§ WORK INSTRUCTIONS: Every line from the one with "Could you indicate the dog's" through the end of the records below should be restated word for word, and nothing outside that span.

§ PROVIDED DATA:
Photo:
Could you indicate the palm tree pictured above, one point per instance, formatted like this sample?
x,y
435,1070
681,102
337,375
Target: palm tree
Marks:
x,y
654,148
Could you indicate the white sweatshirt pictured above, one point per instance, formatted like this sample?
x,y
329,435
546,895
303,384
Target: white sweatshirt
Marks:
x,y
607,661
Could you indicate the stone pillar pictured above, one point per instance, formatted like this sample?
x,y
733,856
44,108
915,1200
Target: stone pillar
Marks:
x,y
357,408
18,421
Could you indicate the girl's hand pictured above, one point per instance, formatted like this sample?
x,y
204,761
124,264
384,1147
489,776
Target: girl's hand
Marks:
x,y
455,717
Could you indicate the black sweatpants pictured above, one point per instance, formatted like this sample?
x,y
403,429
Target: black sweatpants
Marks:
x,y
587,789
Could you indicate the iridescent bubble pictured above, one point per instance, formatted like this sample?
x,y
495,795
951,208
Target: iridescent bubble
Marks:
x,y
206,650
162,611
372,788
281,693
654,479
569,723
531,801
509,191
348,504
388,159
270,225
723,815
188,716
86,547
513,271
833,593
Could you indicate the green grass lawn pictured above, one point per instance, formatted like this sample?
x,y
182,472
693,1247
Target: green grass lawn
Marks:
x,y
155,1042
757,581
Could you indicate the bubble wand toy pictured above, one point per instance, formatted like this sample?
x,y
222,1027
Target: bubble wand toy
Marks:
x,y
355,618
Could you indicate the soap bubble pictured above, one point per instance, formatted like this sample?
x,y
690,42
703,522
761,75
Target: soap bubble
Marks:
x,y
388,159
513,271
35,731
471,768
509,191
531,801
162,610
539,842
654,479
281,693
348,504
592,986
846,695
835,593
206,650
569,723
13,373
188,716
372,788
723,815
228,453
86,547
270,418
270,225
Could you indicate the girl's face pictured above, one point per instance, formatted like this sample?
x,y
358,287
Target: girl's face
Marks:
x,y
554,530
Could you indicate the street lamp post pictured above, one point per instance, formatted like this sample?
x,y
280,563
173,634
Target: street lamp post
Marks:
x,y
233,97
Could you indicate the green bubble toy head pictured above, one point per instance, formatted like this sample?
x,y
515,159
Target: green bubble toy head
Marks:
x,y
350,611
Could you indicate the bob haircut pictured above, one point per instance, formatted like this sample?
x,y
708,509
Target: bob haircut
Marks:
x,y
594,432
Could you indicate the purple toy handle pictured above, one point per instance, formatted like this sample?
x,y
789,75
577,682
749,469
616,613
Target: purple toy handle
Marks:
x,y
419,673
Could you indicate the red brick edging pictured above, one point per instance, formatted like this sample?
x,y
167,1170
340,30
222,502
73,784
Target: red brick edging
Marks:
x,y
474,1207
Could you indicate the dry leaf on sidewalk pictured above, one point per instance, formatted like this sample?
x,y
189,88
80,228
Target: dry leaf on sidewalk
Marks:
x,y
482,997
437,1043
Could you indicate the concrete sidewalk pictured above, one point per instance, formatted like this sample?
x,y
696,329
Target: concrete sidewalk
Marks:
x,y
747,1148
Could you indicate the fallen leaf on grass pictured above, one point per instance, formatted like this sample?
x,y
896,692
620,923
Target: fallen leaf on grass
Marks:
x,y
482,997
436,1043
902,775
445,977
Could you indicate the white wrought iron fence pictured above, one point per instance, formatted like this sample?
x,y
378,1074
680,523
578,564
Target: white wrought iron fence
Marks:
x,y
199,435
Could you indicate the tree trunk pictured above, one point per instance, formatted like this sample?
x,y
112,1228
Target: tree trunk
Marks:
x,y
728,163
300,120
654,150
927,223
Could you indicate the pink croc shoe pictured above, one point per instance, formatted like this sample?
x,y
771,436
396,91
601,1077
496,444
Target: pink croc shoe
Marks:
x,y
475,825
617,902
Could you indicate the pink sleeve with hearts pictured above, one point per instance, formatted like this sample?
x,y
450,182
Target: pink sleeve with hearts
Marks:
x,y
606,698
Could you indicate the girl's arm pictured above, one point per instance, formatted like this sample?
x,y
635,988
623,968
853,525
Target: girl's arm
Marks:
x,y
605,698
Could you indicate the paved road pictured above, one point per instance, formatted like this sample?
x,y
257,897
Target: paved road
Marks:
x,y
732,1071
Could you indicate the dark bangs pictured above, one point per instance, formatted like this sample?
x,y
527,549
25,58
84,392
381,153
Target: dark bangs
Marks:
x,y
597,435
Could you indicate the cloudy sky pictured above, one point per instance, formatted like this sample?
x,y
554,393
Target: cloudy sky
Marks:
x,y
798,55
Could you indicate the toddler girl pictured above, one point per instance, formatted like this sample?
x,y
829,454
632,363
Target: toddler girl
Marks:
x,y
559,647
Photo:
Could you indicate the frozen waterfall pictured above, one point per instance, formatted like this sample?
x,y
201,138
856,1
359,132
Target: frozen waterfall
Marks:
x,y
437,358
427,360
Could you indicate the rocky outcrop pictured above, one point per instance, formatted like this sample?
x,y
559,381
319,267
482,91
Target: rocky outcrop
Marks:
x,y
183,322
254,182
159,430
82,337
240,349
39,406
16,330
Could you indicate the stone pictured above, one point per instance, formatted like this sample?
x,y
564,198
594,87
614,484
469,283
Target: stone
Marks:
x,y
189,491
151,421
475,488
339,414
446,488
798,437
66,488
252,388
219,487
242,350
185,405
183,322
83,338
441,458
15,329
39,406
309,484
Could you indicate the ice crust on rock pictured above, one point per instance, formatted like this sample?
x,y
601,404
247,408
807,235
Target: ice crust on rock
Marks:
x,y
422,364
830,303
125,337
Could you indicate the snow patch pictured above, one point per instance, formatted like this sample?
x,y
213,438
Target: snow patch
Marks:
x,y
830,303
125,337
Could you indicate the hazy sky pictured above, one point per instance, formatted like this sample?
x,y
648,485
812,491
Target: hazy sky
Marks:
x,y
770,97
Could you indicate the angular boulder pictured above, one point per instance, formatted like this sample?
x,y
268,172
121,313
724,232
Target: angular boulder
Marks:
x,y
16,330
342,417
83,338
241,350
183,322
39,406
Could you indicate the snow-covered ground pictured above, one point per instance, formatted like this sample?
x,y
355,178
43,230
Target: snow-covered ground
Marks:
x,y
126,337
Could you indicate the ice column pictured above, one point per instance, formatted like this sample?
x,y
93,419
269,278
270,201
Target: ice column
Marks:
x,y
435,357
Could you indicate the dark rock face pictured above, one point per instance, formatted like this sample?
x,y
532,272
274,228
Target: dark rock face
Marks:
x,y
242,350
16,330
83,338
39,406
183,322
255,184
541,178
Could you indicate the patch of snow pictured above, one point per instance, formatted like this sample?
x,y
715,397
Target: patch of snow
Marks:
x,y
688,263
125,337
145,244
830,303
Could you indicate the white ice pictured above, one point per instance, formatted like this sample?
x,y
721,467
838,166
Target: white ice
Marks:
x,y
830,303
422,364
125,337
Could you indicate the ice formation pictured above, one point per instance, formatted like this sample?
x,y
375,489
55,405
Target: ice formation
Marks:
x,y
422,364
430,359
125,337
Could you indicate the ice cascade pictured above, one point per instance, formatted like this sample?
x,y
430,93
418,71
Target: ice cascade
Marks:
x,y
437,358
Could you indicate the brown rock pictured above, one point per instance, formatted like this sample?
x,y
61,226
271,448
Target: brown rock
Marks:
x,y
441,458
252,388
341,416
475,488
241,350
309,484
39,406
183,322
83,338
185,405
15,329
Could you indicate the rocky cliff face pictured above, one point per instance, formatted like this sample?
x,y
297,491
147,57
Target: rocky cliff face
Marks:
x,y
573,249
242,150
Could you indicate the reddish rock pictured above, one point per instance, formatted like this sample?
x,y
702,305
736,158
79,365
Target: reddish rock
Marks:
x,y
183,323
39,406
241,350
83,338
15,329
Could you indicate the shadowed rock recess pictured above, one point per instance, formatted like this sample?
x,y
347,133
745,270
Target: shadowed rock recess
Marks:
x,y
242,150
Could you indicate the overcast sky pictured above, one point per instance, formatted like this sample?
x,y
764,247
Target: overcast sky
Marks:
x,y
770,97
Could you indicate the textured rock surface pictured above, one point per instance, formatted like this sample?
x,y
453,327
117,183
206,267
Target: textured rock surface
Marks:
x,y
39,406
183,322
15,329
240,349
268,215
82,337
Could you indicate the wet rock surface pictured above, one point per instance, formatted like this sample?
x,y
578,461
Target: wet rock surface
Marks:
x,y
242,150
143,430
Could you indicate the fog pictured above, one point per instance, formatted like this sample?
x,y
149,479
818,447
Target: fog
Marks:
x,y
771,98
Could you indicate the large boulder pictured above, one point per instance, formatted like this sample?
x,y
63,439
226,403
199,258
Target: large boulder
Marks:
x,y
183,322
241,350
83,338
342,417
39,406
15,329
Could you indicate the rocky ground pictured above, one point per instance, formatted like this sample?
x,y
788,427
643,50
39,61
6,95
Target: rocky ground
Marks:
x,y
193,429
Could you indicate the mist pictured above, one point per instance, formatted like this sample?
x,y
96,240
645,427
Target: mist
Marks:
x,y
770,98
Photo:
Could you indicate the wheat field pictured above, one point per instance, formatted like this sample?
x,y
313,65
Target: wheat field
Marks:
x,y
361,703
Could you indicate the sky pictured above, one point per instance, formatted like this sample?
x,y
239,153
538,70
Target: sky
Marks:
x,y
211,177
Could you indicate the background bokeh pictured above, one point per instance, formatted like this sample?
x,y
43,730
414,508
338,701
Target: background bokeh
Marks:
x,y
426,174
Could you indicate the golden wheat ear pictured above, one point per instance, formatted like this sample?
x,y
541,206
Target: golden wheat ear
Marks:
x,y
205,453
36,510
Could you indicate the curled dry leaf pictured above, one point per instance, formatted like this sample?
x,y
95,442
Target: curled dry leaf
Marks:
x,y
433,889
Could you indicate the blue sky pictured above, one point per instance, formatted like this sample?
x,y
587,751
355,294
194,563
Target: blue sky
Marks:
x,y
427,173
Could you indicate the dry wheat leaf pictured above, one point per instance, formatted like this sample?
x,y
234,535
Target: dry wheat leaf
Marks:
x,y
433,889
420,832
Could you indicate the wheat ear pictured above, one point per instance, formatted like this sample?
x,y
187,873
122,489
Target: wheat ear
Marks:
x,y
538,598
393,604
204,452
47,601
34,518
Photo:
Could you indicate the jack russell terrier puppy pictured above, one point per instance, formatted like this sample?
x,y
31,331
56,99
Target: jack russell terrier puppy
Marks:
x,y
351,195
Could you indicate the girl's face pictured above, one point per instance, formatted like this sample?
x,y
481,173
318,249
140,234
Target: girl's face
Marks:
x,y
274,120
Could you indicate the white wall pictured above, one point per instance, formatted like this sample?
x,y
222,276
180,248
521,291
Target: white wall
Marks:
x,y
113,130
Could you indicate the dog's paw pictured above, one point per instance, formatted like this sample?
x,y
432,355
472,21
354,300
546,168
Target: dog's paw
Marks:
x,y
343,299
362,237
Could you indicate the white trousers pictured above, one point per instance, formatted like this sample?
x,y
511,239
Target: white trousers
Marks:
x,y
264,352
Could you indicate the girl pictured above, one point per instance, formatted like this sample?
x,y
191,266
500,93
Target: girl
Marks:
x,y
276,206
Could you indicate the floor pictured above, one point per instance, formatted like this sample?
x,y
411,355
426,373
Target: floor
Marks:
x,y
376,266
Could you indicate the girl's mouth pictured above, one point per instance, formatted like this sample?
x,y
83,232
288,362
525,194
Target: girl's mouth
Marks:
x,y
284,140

§ ANSWER TO THE PROBLEM:
Could you indicate the dog's paw pictured above, one point per instance, formatted like this sample?
x,y
432,355
472,21
354,300
546,168
Target: dog's paw
Marks:
x,y
343,299
362,237
Could you indicate the white trousers pictured above, one point per instance, formatted like this sample?
x,y
511,239
Target: white trousers
Marks:
x,y
264,352
Could you indicate the girl pictured above, one point per instance, formatted like this sample?
x,y
191,266
500,93
Target: girl
Marks:
x,y
276,206
Could you indicate the floor pictured above, one point per instance, formatted like this sample?
x,y
411,355
426,373
Target: floor
Marks:
x,y
376,266
Could you indicate the girl's mouth pictured above, one point per instance, formatted like this sample?
x,y
83,232
288,362
525,194
Target: girl's mouth
Marks:
x,y
284,140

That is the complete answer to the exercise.